*Set task*. Copy each of the following rows exactly as it appears.

*Data rows*.
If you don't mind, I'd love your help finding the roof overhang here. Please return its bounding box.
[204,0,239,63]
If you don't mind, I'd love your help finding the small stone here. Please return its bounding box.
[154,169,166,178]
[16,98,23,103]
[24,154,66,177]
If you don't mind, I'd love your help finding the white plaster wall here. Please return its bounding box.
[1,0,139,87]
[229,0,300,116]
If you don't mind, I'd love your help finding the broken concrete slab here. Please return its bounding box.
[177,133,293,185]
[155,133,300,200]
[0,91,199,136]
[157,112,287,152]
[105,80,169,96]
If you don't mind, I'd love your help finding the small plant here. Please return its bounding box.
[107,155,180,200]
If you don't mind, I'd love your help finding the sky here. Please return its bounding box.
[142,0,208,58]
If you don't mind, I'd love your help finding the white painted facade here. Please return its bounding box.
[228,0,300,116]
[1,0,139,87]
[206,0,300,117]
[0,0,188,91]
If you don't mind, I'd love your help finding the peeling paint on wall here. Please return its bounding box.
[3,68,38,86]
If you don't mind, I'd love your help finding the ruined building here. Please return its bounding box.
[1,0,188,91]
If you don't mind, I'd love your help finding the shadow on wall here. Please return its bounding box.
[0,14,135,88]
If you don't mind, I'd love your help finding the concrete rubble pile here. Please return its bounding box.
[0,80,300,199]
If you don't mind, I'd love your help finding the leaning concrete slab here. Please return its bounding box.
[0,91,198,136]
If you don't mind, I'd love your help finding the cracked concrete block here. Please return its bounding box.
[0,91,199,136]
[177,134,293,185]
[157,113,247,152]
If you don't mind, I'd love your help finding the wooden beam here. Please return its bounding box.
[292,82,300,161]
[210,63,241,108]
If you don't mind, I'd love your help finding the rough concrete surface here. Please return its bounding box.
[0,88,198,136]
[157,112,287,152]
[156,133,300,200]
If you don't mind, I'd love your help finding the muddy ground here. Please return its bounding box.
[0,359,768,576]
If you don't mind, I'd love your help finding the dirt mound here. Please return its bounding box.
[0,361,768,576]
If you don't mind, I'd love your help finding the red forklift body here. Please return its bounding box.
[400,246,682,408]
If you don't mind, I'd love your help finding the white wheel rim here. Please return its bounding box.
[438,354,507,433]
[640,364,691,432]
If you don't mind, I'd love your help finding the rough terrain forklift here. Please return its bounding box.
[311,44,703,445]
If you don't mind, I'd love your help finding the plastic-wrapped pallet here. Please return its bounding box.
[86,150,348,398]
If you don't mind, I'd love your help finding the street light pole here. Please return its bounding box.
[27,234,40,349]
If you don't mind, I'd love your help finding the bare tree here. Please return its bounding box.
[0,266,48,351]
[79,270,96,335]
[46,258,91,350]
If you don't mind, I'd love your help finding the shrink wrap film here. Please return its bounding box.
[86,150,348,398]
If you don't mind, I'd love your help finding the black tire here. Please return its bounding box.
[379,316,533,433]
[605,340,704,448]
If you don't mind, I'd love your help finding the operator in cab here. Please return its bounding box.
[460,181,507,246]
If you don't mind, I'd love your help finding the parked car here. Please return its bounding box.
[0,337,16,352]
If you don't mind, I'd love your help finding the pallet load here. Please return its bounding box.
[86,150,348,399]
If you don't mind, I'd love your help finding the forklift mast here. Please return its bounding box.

*Finished exercise*.
If you don't mind, I'd love your help finding the roof overhang here. Please return its bounding box.
[204,0,239,63]
If you don't mind, I'd love your help finding the small stone here. Please return its bounding box.
[154,169,166,178]
[16,98,23,103]
[24,154,66,177]
If you don't mind, I'd love your help finding the white plaster wall here. Please return its bounding box.
[1,0,139,87]
[229,0,300,116]
If you don't mind, I'd love your help finding the broken concrete slab here. Please return its bounding box.
[177,133,293,185]
[155,133,300,200]
[0,91,199,136]
[157,112,287,152]
[105,80,169,96]
If you don't mind, I'd love your help finding the small plant here. Please return its bounding box.
[107,155,180,200]
If you don't mind, I'd love your help finding the sky here. Please return its bounding box.
[142,0,208,58]
If you don't mind, I'd love your help finding the white painted facade here. Please return its bounding box.
[228,0,300,116]
[1,0,139,87]
[206,0,300,117]
[0,0,188,91]
If you don't mind, I'd love your help finding the peeling paint on wall here. Please return its bounding box.
[3,68,38,86]
If you don't mind, I'd love your help finding the ruined building here. Please return its bounding box.
[1,0,188,91]
If you don't mind, I'd love your help finding the shadow on wall here. Please return its bounding box.
[0,14,135,88]
If you don't mind, I'd love your help finding the concrete rubble pile here. Please return its bounding box.
[0,80,300,199]
If you don't mind, I'd love your help finding the leaning concrete slab here. Please return its bounding box.
[0,91,198,136]
If you don't mind, I'd love your help finding the cracked concrete block here. Please return its bounding box.
[0,91,199,136]
[177,134,293,185]
[157,113,247,152]
If you don't mind, I'd love your help finding the wooden beam here. Please return its bounding box.
[292,82,300,161]
[210,63,241,108]
If you don't mind, I'd love your help finding the rough concrete surface here. Please return its bounding box.
[0,88,198,136]
[157,112,287,152]
[156,133,300,200]
If you don't mind, I'd love your help finding the muddy ground here. Please return its bounding box.
[0,359,768,576]
If you don't mind, I'd love your help finding the dirt mound here. Please return its bounding box.
[0,361,768,576]
If you don't mind, I'd love your help finding the red forklift body here. Please return its bounding box.
[400,246,682,408]
If you don't mind, I'd love your help finding the white wheel rim here. Please return its bounding box.
[438,354,507,433]
[640,364,691,432]
If you don't mind, I'd love your help finding the rough terrain forklift here. Please return its bounding box.
[311,44,703,445]
If you don't mind, I'd love your help finding the plastic-wrapped pallet here. Please return its bounding box.
[86,150,348,398]
If you don't mind, I'd love your help finding the street light pole here. Please return its bounding box.
[27,234,40,349]
If you don't mind, I'd love your help finding the bare tree here. Please return its bounding box.
[0,266,48,351]
[79,270,96,335]
[46,258,91,350]
If you don't mind, I'd love your help finding the shrink wrap film here. Please return its bounding box.
[86,150,348,398]
If you don't mind, I'd love your help finding the black tire here. Please return its bounding box.
[379,316,533,433]
[605,340,704,448]
If you don't mind, I'd love your help finding the operator in cab here. Please return its bounding box.
[460,181,507,246]
If you don't mind, I'd love your help finding the parked car here. Please return its bounding box.
[0,337,16,352]
If you don't mind, I'd love your help finding the pallet load here. Please return its bounding box.
[86,150,348,399]
If you don't mind, I'd love your help finding the forklift mast here. Please return its bounding box.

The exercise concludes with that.